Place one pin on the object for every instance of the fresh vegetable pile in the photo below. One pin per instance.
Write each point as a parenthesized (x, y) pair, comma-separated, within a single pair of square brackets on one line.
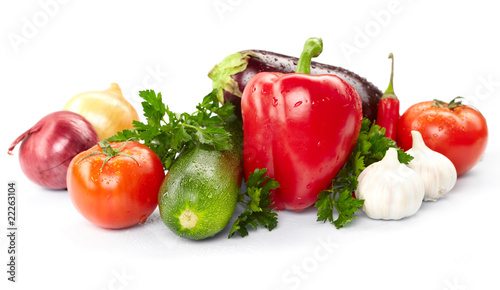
[(275, 133)]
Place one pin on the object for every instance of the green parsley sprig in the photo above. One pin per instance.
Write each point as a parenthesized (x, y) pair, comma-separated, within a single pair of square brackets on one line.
[(167, 133), (259, 210), (370, 147)]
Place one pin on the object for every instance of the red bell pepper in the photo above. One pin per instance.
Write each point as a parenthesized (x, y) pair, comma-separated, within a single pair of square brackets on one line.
[(301, 127)]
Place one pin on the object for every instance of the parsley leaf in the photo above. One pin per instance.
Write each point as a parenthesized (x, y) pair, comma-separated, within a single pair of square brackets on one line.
[(167, 133), (259, 210), (370, 147)]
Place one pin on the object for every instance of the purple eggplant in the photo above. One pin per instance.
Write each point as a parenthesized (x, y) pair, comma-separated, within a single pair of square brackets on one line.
[(232, 74)]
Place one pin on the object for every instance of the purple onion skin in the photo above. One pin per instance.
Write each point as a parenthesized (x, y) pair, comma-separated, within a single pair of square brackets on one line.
[(48, 147)]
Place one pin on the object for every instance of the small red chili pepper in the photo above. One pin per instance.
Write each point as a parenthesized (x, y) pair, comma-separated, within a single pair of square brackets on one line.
[(388, 109)]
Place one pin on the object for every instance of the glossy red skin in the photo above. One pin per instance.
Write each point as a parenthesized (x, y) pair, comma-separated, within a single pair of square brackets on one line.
[(124, 193), (302, 128), (388, 117), (461, 134)]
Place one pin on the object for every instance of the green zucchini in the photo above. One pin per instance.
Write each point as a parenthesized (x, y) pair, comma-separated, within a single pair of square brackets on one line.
[(198, 196)]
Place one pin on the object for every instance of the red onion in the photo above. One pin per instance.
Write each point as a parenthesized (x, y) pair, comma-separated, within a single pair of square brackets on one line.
[(48, 147)]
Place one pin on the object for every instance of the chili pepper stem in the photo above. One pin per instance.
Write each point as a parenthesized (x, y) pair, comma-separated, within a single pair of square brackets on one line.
[(389, 93), (312, 48)]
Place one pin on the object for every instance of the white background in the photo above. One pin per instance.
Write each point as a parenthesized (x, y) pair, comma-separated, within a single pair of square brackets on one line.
[(53, 50)]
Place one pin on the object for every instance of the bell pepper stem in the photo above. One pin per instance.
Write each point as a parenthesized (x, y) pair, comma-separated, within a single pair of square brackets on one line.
[(312, 48)]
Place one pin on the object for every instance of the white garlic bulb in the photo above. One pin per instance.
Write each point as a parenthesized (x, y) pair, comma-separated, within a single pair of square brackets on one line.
[(391, 190), (435, 169)]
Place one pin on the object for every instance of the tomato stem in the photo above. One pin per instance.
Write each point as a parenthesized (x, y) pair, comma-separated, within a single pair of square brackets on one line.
[(110, 152), (451, 105)]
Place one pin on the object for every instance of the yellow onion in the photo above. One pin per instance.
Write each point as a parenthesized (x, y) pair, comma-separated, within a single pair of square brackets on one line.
[(108, 111)]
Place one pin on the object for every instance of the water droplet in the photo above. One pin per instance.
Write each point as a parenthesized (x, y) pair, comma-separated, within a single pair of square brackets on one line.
[(143, 219)]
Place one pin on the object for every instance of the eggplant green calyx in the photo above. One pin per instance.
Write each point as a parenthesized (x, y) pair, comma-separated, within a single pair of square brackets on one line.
[(221, 73), (110, 152), (389, 93), (312, 48), (451, 105)]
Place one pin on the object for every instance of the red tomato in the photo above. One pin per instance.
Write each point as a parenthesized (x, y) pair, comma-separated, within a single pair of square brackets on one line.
[(120, 193), (457, 131)]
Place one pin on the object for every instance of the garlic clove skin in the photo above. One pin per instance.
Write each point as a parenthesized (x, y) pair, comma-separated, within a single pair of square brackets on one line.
[(436, 170), (108, 111), (391, 190)]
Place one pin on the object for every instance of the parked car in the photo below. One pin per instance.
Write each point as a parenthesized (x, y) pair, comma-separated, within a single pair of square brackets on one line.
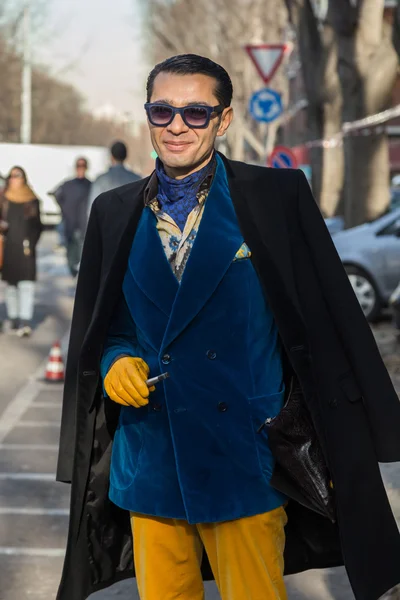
[(370, 254)]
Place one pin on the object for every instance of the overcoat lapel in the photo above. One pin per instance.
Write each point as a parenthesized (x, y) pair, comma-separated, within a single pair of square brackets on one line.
[(217, 241), (264, 227), (122, 222)]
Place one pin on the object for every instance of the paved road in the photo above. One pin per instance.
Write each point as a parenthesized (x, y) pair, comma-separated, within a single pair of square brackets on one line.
[(33, 507)]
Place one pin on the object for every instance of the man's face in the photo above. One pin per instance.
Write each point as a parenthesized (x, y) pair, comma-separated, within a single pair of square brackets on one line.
[(182, 149)]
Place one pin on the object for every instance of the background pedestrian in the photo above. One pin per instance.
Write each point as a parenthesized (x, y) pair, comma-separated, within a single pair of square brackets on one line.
[(20, 222), (116, 175), (73, 196)]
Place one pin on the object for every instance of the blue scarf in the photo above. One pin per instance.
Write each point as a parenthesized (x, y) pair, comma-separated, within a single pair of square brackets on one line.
[(178, 197)]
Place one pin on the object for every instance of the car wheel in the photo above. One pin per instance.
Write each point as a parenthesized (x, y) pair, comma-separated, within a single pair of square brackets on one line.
[(366, 292)]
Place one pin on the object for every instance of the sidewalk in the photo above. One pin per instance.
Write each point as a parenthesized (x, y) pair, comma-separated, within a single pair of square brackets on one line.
[(34, 508)]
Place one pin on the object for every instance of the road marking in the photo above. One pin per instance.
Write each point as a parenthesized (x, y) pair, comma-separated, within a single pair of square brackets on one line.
[(28, 476), (45, 552), (46, 405), (35, 512), (49, 447), (38, 424), (24, 398)]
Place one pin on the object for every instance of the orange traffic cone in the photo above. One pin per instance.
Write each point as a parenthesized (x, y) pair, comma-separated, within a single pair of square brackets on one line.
[(55, 364)]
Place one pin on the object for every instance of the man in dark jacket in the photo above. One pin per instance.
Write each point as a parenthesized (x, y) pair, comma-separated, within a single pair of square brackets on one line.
[(72, 196), (116, 175), (224, 275)]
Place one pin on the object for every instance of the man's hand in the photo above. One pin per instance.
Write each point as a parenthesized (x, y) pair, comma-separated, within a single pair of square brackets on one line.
[(125, 382)]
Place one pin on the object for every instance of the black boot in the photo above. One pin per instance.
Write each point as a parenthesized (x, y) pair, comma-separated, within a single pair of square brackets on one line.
[(25, 329)]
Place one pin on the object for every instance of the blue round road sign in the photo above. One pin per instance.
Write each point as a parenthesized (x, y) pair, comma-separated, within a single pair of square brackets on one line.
[(266, 105), (282, 158)]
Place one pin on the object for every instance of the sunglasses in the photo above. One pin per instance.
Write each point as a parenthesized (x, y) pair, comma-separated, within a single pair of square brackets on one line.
[(196, 116)]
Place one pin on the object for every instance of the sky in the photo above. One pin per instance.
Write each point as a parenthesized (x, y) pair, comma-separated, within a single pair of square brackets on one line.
[(98, 46)]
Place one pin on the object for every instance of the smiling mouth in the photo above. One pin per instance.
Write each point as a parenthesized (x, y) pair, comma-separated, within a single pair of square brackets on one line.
[(177, 146)]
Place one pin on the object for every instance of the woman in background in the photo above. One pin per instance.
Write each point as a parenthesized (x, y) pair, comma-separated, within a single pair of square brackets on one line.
[(20, 222)]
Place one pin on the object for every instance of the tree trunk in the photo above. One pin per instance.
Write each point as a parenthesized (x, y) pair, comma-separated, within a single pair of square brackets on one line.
[(367, 70), (318, 53)]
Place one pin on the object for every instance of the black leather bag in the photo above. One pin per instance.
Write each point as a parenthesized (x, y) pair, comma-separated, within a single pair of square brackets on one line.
[(300, 472)]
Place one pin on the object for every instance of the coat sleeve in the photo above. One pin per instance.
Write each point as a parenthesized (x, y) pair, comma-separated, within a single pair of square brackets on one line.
[(86, 294), (379, 396)]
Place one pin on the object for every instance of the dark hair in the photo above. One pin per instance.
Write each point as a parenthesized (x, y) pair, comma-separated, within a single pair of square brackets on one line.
[(119, 151), (192, 64), (83, 159), (23, 173)]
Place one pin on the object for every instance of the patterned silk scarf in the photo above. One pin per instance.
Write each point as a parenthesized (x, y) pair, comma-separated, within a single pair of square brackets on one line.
[(178, 197)]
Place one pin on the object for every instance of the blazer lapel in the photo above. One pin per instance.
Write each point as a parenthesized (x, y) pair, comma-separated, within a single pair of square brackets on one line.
[(215, 246), (149, 265)]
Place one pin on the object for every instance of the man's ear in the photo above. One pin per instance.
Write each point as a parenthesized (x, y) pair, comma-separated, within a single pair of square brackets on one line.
[(226, 120)]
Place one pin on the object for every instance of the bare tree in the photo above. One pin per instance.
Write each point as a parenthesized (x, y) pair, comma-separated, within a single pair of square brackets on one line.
[(318, 54), (367, 67), (355, 69)]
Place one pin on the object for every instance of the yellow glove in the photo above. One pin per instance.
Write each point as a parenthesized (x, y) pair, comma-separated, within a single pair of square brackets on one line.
[(125, 382)]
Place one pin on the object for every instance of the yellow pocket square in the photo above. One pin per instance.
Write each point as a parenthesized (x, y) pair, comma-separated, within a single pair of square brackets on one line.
[(243, 252)]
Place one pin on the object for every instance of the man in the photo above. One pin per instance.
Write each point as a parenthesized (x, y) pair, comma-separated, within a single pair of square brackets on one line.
[(72, 196), (224, 275), (116, 175)]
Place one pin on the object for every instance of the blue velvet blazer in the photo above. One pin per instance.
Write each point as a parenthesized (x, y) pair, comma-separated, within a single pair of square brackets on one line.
[(194, 452)]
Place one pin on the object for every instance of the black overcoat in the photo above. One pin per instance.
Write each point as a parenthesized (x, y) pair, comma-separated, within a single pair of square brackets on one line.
[(327, 343)]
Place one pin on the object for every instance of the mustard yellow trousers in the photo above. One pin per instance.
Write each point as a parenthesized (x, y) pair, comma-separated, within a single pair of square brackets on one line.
[(246, 557)]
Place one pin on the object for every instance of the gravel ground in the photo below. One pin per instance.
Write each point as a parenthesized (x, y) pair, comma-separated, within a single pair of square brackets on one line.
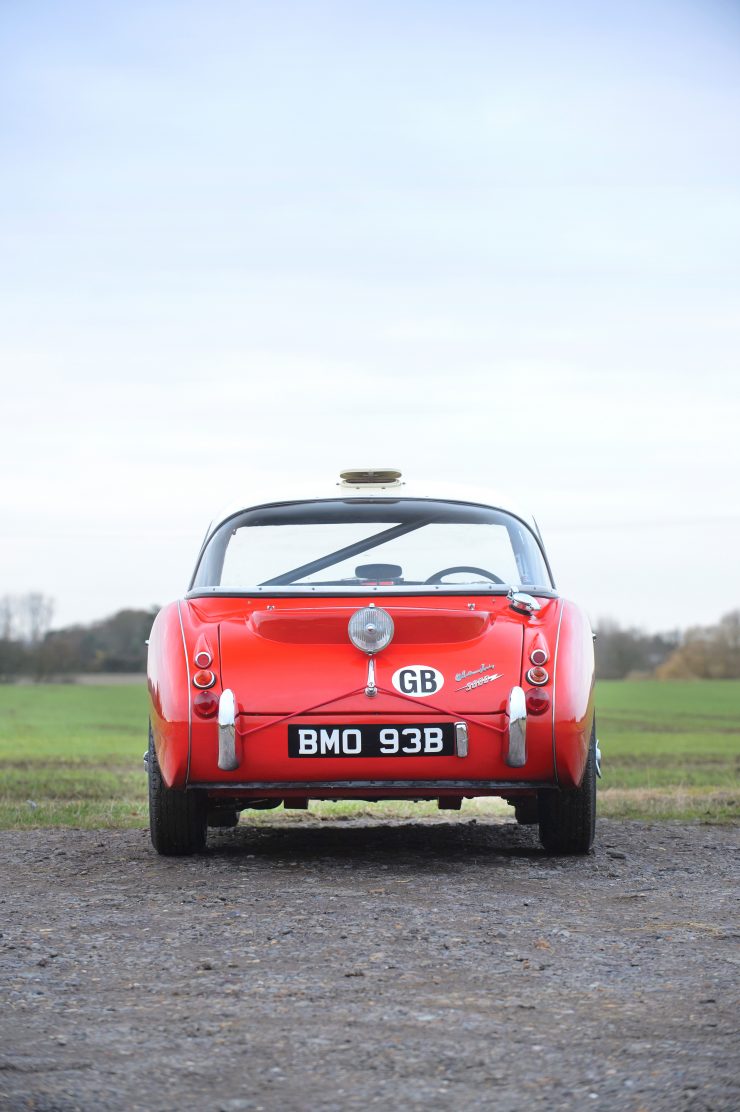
[(348, 964)]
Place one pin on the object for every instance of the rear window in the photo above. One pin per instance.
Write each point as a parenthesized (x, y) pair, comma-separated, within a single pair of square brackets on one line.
[(358, 545)]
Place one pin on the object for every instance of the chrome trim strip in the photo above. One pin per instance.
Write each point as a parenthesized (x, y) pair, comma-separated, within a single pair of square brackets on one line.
[(227, 757), (461, 738), (554, 682), (371, 691), (204, 687), (515, 755), (361, 591), (187, 668), (351, 785)]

◇ ◇ ◇ ◇ ◇ ◇ ◇

Retype the stretch of lines from the one containing "of the garlic" through the one containing "[(436, 170), (108, 111), (391, 190)]", both included, with no changes.

Place one pin on the object for every instance of the garlic clove skin in the photo above. One pin per instance.
Write each point as a parenthesized (x, y) pair, comma-separated, within a single pair of square brackets on one line.
[(436, 170), (108, 111), (391, 190)]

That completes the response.